Task to complete -> Copy the records word for word, starting at their first line and stopping after the line that contains "This example is".

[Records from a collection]
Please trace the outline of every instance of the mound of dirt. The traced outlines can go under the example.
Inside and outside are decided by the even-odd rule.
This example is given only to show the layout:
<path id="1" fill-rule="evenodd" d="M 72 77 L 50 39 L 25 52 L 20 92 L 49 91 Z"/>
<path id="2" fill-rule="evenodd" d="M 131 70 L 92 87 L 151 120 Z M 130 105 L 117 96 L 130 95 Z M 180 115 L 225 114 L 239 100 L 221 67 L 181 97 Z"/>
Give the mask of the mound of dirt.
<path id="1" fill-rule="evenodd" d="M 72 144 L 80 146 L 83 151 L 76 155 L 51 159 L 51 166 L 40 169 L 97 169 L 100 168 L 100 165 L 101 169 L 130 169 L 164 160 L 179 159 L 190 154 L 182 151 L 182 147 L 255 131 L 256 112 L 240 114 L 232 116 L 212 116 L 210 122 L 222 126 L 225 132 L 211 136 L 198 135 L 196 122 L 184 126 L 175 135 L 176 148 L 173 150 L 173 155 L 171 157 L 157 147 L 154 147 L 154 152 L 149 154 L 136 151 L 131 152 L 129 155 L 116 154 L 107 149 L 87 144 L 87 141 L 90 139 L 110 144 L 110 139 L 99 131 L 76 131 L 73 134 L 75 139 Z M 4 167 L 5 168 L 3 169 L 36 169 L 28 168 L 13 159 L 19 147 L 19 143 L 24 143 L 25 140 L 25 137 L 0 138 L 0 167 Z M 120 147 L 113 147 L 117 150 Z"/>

Completed exercise ->
Please trace the outline of every instance of the mound of dirt. The traced outlines can go under the example.
Inside and outside are decided by the even-odd rule.
This example is given only to show the layout:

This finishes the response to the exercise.